PAGE TEXT —
☆ ☆ ☆ ☆ ☆

This article is part of the Electronics History series: The Graphics Chip Chronicles.
In early 2018, NVIDIA showcased hardware-accelerated real-time ray tracing using its DGX system and the DXR API. The $50,000 DGX contained four NVLink 4-Way interconnected NVIDIA Tesla V100 add-in boards (AIBs). Each AIB featured a 5,120-shader Volta GPU running at 1.46 GHz with 16 GB of HMB2 local memory and was capable of 7 TFLOPS double-precision, for a total of 40,960 shaders and 128 GB of memory.
The cluster of AI accelerators was paired with a 2.2-Hz, 20-core Intel Xeon E5-2698 processor equipped with 256-GB DDR4 that could produce 800 GFLOPS, which in total pumped out a theoretical compute capability of 28.8 TFLOPS. But given that it was necessary to run the workload on a small supercomputer, I predicted that it would take more than half a decade to bring real-time ray tracing inside a single GPU.
Upon the introduction of the “Turing” GPU architecture in late 2018, the company signaled it was ready to bring real-time ray-tracing technology to consumers everywhere. NVIDIA surprised everyone, showing off real-time ray tracing running for the first time on a single chip—the RTX Turing TU102 GPU, placed in the GeForce RTX 2080 AIB. The industry had a new acronym—RTRT—for real-time ray tracing. NVIDIA also introduced its Quadro RTX AIBs at Siggraph at the same time.
What is Real-Time Ray Tracing?
Ray tracing is a complex process of generating light rays that illuminate a visible scene combined with the bounces and reflections of those visible rays. Millions, if not billions, of rays are generated, and their luminosity and color must be calculated for every instance of interaction they experience. It’s a horrendous calculation workload that’s aggravated by resolution because the number of visible pixels goes up as the product of X times Y.
The RTX AIBs based on the Turing GPU featured fixed-function “RT” inference cores designed to accelerate the operations needed to simulate rays, such as bounding volume hierarchy traversal. NVIDIA also introduced DLSS, leveraging AI to improve gaming performance.
Turing GPUs incorporated tensor cores for matrix math processing. Texture-Space Shading allowed for efficient caching and sampling of shading results. The Turing architecture laid the foundation for dedicated ray tracing and tensor engines, full mesh shading capabilities, and advances in real-time rendering.

☆ ☆ ☆ ☆ ☆

(Photo labels with boxes)
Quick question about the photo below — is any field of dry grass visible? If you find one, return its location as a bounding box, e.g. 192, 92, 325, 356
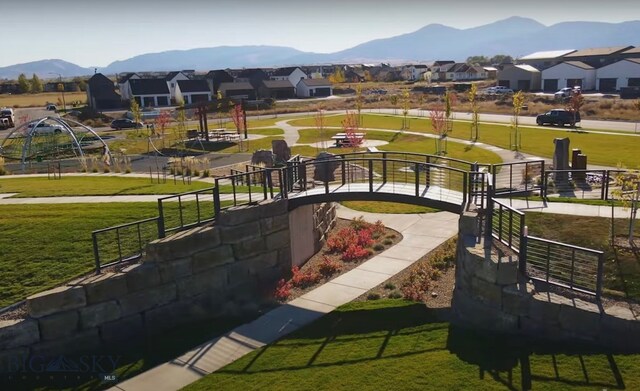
0, 92, 87, 108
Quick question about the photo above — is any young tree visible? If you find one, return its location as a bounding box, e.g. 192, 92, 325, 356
511, 91, 524, 151
18, 73, 31, 94
314, 106, 327, 151
402, 88, 411, 130
566, 91, 584, 130
155, 110, 171, 149
469, 84, 480, 141
342, 111, 364, 152
129, 98, 142, 132
31, 73, 43, 94
429, 104, 449, 156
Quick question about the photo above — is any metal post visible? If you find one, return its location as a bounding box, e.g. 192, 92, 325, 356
91, 232, 100, 275
158, 200, 165, 239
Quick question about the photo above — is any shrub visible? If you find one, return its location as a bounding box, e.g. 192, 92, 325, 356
318, 256, 342, 276
342, 243, 370, 262
291, 266, 321, 288
367, 293, 380, 300
273, 278, 291, 301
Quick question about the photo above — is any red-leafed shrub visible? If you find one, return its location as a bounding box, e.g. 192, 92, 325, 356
273, 278, 291, 301
327, 228, 358, 253
318, 256, 342, 276
358, 228, 373, 247
342, 243, 370, 262
291, 266, 321, 288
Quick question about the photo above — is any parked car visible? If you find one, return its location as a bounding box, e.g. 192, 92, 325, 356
27, 122, 64, 134
536, 109, 580, 126
111, 118, 144, 130
553, 86, 581, 99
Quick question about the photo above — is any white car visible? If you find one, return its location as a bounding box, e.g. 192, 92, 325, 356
27, 122, 64, 134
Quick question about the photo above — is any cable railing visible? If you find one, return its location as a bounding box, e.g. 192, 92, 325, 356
91, 217, 161, 274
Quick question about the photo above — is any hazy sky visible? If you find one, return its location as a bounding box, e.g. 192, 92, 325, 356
0, 0, 640, 67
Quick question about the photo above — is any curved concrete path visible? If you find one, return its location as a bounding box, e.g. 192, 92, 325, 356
112, 207, 458, 391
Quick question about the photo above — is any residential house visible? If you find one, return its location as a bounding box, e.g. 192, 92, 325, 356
164, 72, 189, 103
596, 57, 640, 92
258, 79, 302, 99
296, 79, 333, 98
127, 78, 171, 107
563, 46, 633, 69
118, 72, 141, 101
542, 61, 596, 92
87, 73, 122, 111
271, 67, 309, 92
175, 79, 211, 105
498, 64, 542, 91
204, 69, 233, 95
218, 81, 256, 101
235, 68, 269, 93
518, 49, 576, 71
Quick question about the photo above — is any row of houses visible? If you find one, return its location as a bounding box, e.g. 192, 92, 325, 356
87, 67, 333, 110
497, 46, 640, 93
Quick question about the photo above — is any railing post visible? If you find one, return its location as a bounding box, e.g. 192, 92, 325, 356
158, 200, 165, 239
91, 232, 100, 275
413, 162, 420, 197
368, 159, 373, 193
382, 152, 387, 183
213, 186, 222, 216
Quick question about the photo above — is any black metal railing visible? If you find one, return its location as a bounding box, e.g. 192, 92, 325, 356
158, 188, 220, 238
91, 217, 159, 274
491, 198, 527, 271
526, 236, 604, 298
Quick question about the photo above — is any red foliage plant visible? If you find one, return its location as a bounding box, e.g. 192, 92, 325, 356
291, 266, 321, 288
318, 256, 342, 276
273, 278, 291, 301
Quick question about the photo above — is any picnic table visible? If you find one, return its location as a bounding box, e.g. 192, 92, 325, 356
331, 133, 364, 147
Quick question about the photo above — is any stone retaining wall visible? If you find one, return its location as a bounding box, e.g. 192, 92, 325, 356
0, 201, 335, 363
452, 213, 640, 351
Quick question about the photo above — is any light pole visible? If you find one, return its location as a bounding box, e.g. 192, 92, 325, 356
49, 72, 67, 112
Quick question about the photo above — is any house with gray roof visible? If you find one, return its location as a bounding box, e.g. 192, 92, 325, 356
542, 61, 596, 92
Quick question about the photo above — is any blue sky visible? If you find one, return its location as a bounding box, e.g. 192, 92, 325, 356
0, 0, 640, 67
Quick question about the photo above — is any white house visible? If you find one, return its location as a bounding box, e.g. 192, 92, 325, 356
596, 58, 640, 92
542, 61, 596, 92
175, 79, 211, 104
164, 72, 189, 102
118, 72, 140, 100
271, 67, 309, 93
296, 79, 333, 98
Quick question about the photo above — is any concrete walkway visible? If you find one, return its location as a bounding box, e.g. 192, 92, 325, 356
112, 207, 458, 391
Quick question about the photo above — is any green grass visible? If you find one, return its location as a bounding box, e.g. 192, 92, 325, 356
526, 212, 640, 300
290, 114, 640, 168
0, 200, 229, 307
342, 201, 439, 214
185, 299, 640, 390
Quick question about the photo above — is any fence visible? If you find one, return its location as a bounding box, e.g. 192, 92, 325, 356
91, 217, 159, 274
526, 236, 604, 298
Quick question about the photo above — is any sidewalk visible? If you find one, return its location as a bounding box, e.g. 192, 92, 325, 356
112, 207, 458, 391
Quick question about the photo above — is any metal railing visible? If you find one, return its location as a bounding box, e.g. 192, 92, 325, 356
526, 236, 604, 299
158, 188, 220, 238
91, 217, 159, 274
490, 198, 527, 272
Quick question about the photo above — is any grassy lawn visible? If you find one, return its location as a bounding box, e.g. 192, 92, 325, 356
526, 212, 640, 300
342, 201, 440, 214
293, 129, 502, 163
290, 114, 640, 168
0, 202, 158, 307
0, 92, 87, 108
185, 300, 640, 390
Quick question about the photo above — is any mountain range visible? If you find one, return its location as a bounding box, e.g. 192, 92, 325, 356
0, 17, 640, 79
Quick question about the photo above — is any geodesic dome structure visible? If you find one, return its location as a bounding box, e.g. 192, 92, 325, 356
0, 116, 111, 169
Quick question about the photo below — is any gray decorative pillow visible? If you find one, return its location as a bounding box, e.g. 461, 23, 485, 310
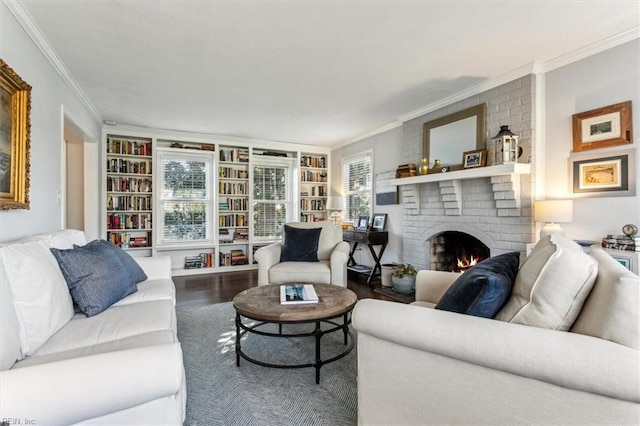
51, 244, 138, 316
280, 225, 322, 262
82, 240, 147, 284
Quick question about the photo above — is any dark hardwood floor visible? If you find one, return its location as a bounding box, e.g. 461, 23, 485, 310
173, 270, 393, 309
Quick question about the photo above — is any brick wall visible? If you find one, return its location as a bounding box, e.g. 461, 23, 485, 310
400, 75, 536, 269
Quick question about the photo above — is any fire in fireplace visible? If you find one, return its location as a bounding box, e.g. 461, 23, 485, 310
430, 231, 491, 272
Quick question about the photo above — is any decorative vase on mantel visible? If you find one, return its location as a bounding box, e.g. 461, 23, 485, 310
418, 157, 429, 176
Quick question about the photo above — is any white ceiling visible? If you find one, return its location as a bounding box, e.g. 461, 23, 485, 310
16, 0, 640, 146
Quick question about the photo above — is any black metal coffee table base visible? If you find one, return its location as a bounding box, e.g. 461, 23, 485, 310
236, 312, 354, 384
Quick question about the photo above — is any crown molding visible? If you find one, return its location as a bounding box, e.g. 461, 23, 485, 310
540, 26, 640, 73
4, 0, 102, 123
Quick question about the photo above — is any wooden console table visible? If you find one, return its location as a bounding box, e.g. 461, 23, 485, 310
342, 231, 389, 284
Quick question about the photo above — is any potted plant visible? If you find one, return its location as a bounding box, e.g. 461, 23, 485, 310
391, 263, 418, 293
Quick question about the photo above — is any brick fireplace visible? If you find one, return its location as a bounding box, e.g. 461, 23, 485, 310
395, 75, 536, 269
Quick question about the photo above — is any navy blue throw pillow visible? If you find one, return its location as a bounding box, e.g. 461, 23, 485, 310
51, 244, 138, 316
82, 240, 147, 284
435, 252, 520, 318
280, 225, 322, 262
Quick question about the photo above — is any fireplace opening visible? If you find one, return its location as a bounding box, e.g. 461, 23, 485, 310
430, 231, 491, 272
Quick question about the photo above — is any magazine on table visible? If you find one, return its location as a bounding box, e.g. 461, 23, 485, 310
280, 284, 319, 305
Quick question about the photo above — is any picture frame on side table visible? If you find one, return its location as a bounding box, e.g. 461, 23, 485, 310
371, 213, 387, 232
0, 59, 31, 210
462, 149, 487, 169
569, 149, 635, 197
356, 216, 369, 232
572, 101, 633, 152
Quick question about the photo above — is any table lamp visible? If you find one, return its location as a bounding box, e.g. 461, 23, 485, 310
533, 200, 573, 238
327, 195, 347, 225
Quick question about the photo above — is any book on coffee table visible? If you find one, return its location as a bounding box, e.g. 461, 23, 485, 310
280, 284, 319, 305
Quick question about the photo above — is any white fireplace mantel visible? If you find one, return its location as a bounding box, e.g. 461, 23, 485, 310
385, 163, 531, 216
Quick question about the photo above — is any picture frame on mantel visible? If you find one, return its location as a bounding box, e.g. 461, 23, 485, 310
0, 59, 31, 210
572, 101, 633, 152
569, 149, 635, 197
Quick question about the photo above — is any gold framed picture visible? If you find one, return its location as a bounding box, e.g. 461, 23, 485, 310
569, 150, 635, 197
573, 101, 633, 152
0, 59, 31, 210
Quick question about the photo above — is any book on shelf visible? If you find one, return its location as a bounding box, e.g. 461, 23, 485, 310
280, 284, 320, 305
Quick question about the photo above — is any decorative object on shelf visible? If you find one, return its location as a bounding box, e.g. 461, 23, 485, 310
622, 223, 638, 237
572, 101, 633, 152
371, 213, 387, 232
327, 195, 347, 226
391, 263, 418, 293
462, 149, 487, 169
491, 126, 522, 164
418, 157, 429, 176
0, 59, 31, 210
569, 149, 636, 197
356, 216, 369, 232
533, 200, 573, 239
396, 163, 418, 178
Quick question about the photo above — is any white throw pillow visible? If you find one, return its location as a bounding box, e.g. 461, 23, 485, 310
1, 241, 73, 359
495, 234, 598, 331
571, 247, 640, 350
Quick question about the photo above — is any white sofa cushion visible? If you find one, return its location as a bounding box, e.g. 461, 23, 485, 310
495, 234, 598, 331
0, 266, 20, 370
571, 247, 640, 350
0, 240, 73, 358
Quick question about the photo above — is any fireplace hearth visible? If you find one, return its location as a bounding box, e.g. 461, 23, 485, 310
429, 231, 491, 272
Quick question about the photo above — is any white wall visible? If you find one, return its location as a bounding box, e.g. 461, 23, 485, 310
539, 39, 640, 241
330, 127, 403, 266
0, 1, 101, 242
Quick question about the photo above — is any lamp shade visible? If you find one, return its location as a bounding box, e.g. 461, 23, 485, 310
533, 200, 573, 223
327, 195, 347, 210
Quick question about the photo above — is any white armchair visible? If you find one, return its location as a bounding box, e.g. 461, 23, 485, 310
254, 222, 349, 287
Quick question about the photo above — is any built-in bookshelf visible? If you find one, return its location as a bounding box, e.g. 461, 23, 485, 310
106, 135, 153, 251
218, 146, 250, 266
299, 152, 329, 222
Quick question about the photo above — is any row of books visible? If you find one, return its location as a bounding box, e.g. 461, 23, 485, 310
300, 155, 327, 169
107, 195, 153, 211
107, 138, 151, 156
184, 253, 214, 269
107, 158, 151, 175
300, 170, 327, 182
601, 234, 640, 251
220, 148, 249, 163
107, 176, 151, 192
220, 249, 249, 266
218, 166, 249, 179
107, 232, 151, 248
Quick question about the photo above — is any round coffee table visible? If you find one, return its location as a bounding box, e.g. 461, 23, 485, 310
233, 284, 358, 384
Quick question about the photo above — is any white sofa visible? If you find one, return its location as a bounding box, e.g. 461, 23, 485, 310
254, 221, 349, 287
353, 236, 640, 425
0, 230, 186, 425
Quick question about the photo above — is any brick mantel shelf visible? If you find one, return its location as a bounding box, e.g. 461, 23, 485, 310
386, 163, 531, 216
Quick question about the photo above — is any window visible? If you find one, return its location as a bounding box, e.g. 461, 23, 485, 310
158, 152, 213, 244
252, 159, 292, 240
342, 151, 373, 222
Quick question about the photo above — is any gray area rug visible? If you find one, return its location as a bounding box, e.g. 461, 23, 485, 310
177, 302, 357, 426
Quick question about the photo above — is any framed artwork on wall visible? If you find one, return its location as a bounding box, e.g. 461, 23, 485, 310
569, 149, 635, 197
0, 59, 31, 210
573, 101, 633, 152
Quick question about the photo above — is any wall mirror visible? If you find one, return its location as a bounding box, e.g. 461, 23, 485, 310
423, 104, 486, 172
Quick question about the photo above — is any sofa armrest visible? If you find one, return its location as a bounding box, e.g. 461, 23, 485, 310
134, 256, 171, 280
329, 241, 349, 287
416, 269, 460, 304
353, 299, 640, 403
253, 242, 282, 285
0, 343, 183, 425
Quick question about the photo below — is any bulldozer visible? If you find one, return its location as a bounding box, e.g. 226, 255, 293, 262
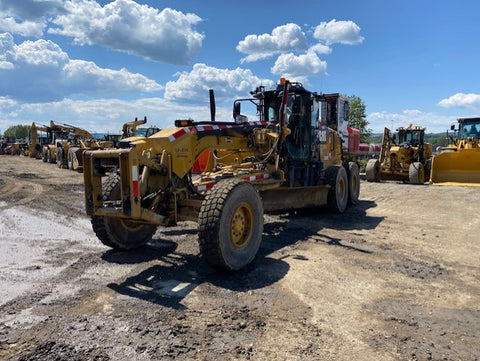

☆ ☆ ☆ ☆ ☆

SET EXERCISE 1 —
Please repeat the rows word for word, starting with the line containing "Quick question about the photo above — is any window" and ending with the line containing "177, 302, 357, 426", both lines included.
SET EXERCISE 2 —
Continue the article on NVIDIA's path to real-time ray tracing from its final sentence.

TASK ANSWER 1 —
Quick question about the photo above — is any window visible? If you find one, return its location as a bounding box, e.g. 461, 23, 485, 310
158, 152, 213, 244
252, 159, 292, 240
342, 151, 373, 222
Quick question about the photo above — is any gray area rug visible? If you find one, return its location as a bounding box, e.g. 461, 23, 485, 310
177, 302, 357, 426

TASK ANSWER 2 —
When it formally introduced the GeForce RTX 20 series AIBs a month after unveiling its Turing GPU, NVIDIA promoted DLSS as a prominent feature. However, initially, its application was limited to a few video games, such as Battlefield V and Metro Exodus. This was because the algorithm required individual training for each game, and the outcomes were generally not as impressive as basic resolution upscaling.
In the context of geometric objects, a bounding volume hierarchy (BVH) is a tree structure utilized to organize and categorize objects. The objects themselves serve as the nodes or leaves of the tree, and they’re enveloped by bounding volumes.
Those nodes are further organized into smaller sets and enclosed within larger bounding volumes. This recursive grouping process continues, with the nested nodes being enclosed within increasingly larger bounding volumes, ultimately forming a tree-like structure where a single bounding volume encompasses the entire hierarchy. BVHs find application in collision detection (inference detection) in ray tracing.
Solving the ray-tracing algorithm was step one. The other, maybe larger, problem was managing the screen resolution.
Turing: The First Consumer AI Processor?
In 2017, NVIDIA was enjoying the take up of GPUs in the data center for compute acceleration. At the same time, AI training was getting into full swing, and as fate would have it, AI training was (is) an ideal candidate for parallel processing—the GPU’s major strength.
However, AI needed another type of recursive processing that involved matrix math. Matrix can be done on a GPU, but it’s not the most efficient engine. Other approaches tried by other firms were digital signal processors (DSPs) and dedicated matrix-math processors constructed in field-programmable gate arrays (FPGAs). DSPs were—and are—used successfully in mobile devices such as smartphones, and Qualcomm is a leader in the area. FPGAs are programmable and functionally effective but not fast.
A new, dedicated matrix-math processor was needed. Google was one of the first to offer such a device, naming it a tensor processor unit, or TPU. In mathematics, a tensor is an algebraic object that describes a multilinear relationship between sets of algebraic objects related to a vector space. The straightforward way to think about it is that a tensor processor does 3D processing in real-time.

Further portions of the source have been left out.